Consumption of EPA and fish oil (consisting of EPA and DHA) has been reported to reduce inflammation(Reference Calder1–Reference Perez-Matute, Perez-Echarri and Martinez5) and improve cardiovascular risk factors(Reference Grimsgaard, Bonaa and Hansen6–Reference Yokoyama, Origasa and Matsuzaki9), and possibly improve insulin sensitivity(Reference Storlien, Baur and Kriketos10, Reference Rossi, Lombardo and Lacorte11). These effects suggest that chronic supplementation with EPA and fish oil might potentially delay or prevent the onset of type 2 diabetes mellitus (T2DM).
Many of the beneficial effects attributed to EPA and fish oil intake, including the potential to improve insulin sensitivity, appear to be related to a reduction of inflammation via two main pathways. First, chronic consumption of fish oil and EPA results in greater membrane phospholipid EPA content at the expense of arachidonic acid(Reference Calder1). Arachidonic acid is the precursor to multiple inflammatory eicosanoid products, whereas EPA is a poor substrate for eicosanoid production, and EPA-derived eicosanoids are generally less bioactive(Reference Jump12). Secondly, EPA has been shown to activate PPAR-mediated suppression of NF-κB, a potent activator of inflammatory mediators(Reference Plutzky13–Reference Ziouzenkova and Plutzky15). Inflammation is believed to play a crucial role in the onset and progression of T2DM, as expanding adipocytes secrete increasing amounts of inflammatory mediators, such as IL-6 which stimulates hepatic C-reactive protein (CRP) release, potentially impairing insulin signalling(Reference Yudkin, Stehouwer and Emeis16, Reference Tataranni and Ortega17).

= = = =

Print the passage on EPA and fish oil, starting with "Consumption of EPA" and going on through "diabetes mellitus (T2DM).".

= = = =

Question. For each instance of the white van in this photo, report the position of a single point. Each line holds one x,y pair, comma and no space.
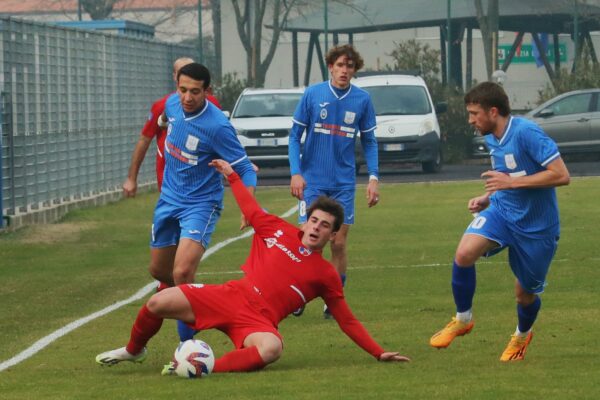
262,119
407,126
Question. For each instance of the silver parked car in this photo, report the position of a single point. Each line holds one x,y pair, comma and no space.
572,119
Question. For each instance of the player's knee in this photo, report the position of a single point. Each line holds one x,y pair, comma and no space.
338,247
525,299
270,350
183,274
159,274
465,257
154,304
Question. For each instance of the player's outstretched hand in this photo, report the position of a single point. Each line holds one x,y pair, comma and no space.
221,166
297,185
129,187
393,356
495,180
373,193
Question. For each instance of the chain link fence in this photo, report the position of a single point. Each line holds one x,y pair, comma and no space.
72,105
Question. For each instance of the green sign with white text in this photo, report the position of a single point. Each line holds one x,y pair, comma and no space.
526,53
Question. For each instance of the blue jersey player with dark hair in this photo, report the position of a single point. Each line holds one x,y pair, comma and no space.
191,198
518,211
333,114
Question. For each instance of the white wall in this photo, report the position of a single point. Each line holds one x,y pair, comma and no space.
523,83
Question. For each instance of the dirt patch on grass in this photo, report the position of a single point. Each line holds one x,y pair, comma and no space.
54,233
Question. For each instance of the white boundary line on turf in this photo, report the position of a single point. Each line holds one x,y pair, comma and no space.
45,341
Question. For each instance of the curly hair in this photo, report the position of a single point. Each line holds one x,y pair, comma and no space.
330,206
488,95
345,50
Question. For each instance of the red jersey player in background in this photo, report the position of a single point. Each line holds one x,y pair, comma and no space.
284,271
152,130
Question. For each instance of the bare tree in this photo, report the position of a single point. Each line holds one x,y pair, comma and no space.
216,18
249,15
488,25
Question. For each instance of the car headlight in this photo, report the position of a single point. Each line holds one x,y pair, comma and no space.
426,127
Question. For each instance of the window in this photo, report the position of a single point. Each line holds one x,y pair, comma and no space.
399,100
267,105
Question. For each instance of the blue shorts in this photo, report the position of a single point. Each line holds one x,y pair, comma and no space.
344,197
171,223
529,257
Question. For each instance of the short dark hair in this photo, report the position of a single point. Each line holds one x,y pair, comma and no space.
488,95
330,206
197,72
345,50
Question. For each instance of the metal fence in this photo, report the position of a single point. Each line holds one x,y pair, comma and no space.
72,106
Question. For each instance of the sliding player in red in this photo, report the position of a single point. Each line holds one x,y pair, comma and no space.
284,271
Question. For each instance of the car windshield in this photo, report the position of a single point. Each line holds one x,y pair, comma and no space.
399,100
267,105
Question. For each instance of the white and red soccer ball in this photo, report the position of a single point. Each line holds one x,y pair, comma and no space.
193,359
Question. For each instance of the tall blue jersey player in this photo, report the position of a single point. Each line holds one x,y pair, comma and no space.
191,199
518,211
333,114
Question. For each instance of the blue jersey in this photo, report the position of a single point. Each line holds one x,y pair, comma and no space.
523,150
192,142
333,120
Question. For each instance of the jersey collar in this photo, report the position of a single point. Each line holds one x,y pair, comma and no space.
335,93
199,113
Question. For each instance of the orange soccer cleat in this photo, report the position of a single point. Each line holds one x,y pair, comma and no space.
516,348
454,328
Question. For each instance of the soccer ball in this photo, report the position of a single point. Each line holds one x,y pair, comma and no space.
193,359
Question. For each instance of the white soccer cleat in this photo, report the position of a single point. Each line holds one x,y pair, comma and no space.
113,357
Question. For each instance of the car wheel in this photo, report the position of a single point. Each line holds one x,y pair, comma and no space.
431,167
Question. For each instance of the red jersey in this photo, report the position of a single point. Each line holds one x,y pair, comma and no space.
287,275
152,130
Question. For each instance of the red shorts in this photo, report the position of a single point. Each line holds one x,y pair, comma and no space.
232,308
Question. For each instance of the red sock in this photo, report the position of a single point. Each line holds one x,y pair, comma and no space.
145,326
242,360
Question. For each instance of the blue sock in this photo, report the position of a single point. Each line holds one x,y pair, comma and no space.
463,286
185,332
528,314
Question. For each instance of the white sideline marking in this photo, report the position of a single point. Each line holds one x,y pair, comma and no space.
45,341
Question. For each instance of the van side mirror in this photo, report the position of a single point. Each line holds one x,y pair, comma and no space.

= = = =

**Completed exercise:**
Consumption of EPA and fish oil (consisting of EPA and DHA) has been reported to reduce inflammation(Reference Calder1–Reference Perez-Matute, Perez-Echarri and Martinez5) and improve cardiovascular risk factors(Reference Grimsgaard, Bonaa and Hansen6–Reference Yokoyama, Origasa and Matsuzaki9), and possibly improve insulin sensitivity(Reference Storlien, Baur and Kriketos10, Reference Rossi, Lombardo and Lacorte11). These effects suggest that chronic supplementation with EPA and fish oil might potentially delay or prevent the onset of type 2 diabetes mellitus (T2DM).